• Goal
Starting at the beginning of the data and ending at the line that contains "[386,223,406,271]", please write out every line again, shifting each bounding box coordinate in the answers up by 89. Leave out the pictures, and drop nothing else.

------ Records supplied ------

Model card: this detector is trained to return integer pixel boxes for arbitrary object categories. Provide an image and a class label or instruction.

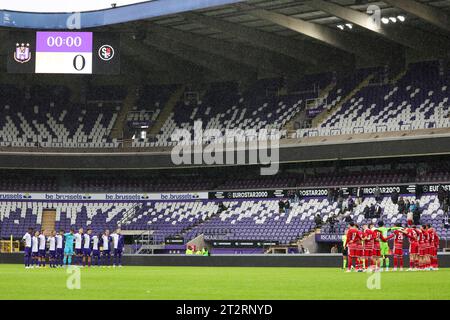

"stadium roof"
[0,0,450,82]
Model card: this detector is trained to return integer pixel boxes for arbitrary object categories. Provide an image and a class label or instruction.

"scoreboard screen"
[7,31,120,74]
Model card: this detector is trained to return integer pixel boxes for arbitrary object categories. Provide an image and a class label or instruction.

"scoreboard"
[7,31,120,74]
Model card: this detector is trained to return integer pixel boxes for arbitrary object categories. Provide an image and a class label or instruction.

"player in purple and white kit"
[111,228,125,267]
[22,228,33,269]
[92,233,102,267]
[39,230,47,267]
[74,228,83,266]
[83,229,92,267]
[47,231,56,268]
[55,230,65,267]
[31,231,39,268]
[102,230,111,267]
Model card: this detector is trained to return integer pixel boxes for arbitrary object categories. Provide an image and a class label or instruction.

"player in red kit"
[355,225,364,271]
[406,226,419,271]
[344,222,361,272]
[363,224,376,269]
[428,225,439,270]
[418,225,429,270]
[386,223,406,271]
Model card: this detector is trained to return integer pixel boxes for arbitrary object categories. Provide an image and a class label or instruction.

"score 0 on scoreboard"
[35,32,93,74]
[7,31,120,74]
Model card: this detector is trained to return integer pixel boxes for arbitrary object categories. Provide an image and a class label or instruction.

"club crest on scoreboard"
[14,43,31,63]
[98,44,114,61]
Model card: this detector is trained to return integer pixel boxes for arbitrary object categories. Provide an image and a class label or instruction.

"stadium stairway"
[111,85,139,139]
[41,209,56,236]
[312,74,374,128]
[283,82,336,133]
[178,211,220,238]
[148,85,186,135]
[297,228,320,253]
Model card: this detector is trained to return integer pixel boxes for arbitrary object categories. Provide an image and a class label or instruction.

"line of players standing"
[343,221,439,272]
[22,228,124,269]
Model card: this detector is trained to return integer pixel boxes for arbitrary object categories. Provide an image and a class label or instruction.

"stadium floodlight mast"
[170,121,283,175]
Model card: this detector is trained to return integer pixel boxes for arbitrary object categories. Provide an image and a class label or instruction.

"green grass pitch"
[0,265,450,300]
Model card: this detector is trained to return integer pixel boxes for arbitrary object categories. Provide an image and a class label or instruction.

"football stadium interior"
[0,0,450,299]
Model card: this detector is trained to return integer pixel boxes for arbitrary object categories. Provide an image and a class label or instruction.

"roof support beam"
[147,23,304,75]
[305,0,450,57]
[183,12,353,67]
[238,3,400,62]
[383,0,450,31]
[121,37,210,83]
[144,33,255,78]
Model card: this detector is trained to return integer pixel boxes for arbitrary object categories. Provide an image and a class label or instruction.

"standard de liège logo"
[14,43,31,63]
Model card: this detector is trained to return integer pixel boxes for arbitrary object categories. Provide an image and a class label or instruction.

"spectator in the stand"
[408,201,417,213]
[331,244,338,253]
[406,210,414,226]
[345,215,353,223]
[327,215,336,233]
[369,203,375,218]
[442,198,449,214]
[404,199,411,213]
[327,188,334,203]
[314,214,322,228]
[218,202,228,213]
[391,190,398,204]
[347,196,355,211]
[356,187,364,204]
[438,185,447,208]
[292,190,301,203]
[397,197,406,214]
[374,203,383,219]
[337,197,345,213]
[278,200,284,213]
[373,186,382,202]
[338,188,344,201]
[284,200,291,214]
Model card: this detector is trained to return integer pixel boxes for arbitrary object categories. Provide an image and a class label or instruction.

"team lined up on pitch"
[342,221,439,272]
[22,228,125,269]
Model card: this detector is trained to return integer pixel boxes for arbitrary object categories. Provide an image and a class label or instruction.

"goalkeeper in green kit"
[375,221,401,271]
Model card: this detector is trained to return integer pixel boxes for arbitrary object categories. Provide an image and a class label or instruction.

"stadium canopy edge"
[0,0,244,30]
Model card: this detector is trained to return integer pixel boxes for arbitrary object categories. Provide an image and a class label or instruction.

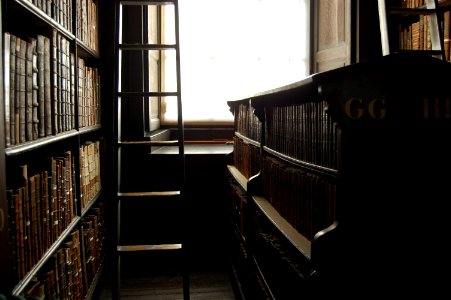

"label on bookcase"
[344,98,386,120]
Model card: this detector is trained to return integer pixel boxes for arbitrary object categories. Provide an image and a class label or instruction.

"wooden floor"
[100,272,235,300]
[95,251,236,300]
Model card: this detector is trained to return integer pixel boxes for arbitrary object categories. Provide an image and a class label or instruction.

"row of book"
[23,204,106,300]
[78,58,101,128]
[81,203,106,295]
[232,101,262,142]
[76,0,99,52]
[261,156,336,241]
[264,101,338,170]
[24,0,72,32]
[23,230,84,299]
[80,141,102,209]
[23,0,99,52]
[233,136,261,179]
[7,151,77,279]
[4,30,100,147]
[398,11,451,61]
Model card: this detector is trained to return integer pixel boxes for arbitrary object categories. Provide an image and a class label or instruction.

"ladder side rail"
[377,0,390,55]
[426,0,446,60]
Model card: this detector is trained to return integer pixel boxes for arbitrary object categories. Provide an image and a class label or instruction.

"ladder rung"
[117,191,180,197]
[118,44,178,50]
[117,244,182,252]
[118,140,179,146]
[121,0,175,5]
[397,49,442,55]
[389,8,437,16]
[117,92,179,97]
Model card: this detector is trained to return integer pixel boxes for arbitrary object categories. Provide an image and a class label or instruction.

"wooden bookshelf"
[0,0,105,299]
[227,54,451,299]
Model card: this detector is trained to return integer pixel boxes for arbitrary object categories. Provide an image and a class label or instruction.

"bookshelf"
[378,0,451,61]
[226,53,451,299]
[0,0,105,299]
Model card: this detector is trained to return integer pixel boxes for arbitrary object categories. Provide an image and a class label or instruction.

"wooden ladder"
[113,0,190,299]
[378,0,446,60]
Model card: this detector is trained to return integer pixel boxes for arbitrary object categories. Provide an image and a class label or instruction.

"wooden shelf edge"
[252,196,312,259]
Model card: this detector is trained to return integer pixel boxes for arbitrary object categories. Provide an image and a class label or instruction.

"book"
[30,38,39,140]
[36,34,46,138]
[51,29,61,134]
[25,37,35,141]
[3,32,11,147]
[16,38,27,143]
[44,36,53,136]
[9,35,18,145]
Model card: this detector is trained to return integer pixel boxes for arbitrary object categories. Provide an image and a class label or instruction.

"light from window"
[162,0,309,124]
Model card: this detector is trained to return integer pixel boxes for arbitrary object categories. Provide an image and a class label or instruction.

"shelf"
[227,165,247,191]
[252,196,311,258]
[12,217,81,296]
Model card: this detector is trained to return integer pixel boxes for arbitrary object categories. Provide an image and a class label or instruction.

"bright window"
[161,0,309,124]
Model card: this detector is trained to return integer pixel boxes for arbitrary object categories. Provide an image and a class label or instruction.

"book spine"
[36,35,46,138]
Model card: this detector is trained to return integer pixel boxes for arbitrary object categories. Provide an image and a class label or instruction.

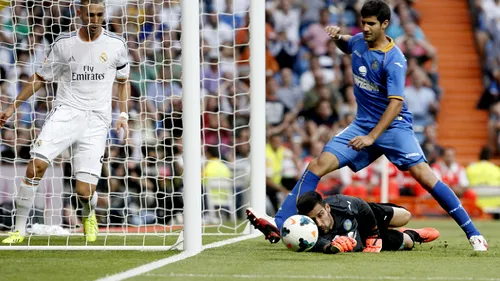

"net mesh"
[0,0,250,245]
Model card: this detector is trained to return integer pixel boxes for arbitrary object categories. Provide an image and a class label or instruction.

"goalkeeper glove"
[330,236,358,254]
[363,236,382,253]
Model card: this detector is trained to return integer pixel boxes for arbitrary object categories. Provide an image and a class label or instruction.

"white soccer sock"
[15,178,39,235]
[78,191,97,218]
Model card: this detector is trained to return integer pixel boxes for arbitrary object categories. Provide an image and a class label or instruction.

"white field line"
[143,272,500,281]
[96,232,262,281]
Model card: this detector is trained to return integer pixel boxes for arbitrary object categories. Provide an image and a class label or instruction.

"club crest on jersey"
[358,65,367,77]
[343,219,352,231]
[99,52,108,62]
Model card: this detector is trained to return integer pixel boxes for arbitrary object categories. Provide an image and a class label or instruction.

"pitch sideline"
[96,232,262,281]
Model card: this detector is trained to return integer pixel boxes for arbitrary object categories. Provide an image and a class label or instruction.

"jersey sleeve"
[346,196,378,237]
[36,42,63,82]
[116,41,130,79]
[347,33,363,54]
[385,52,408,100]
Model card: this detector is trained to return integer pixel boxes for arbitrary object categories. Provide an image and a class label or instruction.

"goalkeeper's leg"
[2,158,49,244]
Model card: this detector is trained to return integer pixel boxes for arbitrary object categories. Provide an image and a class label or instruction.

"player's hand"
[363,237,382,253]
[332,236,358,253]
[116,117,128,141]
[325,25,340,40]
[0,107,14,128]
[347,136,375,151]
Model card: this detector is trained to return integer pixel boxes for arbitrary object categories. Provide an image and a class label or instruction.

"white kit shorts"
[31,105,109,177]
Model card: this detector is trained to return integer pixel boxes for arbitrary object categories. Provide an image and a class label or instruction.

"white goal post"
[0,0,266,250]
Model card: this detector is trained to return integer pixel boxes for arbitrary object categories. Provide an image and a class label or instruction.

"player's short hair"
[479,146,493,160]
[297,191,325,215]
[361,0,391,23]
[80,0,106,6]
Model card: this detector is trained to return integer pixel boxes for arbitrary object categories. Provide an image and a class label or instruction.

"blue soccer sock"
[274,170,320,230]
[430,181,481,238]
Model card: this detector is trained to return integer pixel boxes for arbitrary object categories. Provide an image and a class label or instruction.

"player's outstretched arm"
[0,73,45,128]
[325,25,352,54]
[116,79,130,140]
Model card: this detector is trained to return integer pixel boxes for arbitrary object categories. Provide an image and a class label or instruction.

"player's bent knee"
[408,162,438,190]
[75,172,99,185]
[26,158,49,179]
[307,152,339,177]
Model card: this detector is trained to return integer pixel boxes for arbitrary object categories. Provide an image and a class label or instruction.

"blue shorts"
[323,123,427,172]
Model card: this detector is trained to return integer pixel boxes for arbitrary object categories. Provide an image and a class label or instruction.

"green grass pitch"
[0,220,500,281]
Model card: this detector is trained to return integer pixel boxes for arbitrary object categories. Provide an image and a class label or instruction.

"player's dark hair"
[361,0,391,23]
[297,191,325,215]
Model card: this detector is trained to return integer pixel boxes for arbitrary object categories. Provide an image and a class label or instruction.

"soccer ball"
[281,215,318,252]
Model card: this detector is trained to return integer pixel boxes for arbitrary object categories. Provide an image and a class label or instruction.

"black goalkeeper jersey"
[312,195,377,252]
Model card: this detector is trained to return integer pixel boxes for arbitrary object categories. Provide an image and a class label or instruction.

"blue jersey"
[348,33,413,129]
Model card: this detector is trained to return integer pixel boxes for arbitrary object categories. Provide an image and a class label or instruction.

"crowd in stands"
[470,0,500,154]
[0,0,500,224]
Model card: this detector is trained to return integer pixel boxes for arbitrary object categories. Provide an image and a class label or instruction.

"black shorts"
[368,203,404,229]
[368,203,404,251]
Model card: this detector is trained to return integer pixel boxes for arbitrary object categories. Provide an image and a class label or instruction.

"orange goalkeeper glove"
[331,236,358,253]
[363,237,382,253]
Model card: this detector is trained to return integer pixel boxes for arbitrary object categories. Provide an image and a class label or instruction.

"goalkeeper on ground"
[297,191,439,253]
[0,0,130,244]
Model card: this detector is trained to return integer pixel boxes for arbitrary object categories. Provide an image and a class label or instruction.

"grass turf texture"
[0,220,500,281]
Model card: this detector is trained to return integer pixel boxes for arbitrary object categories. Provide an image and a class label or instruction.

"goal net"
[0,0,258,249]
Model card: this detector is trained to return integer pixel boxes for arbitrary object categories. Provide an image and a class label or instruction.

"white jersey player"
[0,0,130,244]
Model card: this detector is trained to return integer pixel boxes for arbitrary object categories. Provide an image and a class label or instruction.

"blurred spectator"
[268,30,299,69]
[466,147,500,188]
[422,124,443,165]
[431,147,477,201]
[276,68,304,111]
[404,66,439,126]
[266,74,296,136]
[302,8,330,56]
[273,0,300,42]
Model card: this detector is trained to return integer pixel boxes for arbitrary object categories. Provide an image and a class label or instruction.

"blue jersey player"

------

• Reply to the exercise
Model card: this detector is trained to return integer pixel boxes for arbitrary object categories. Provide an image and a class label or instruction.


"stadium roof"
[89,89,539,171]
Model card: this detector is trained to return integer pixel boxes for arbitrary object categories. Provide an image and a class label or instruction.

"scoreboard screen"
[96,120,209,163]
Model card: this detector is trained to return integer pixel boxes for arbitrary object categories. Provide an image and a class label or instruction.

"scoreboard"
[96,120,209,163]
Model card: this detector is trained to return integer pixel boxes for arbitrary object categories. Provide an image and a class label or instruction.

"player in purple and white kit"
[200,317,214,356]
[111,317,122,358]
[181,322,191,356]
[128,319,136,356]
[163,317,172,355]
[172,318,181,356]
[136,320,145,357]
[144,319,154,356]
[120,320,128,357]
[191,319,200,356]
Model card: this detector is trained to return integer pixel boxes for arbitrary object categories. Provide an image and a class label or instruction.

"player in red kit"
[444,314,453,360]
[495,315,508,360]
[433,311,450,361]
[452,313,465,358]
[517,314,528,359]
[507,314,518,359]
[475,312,495,360]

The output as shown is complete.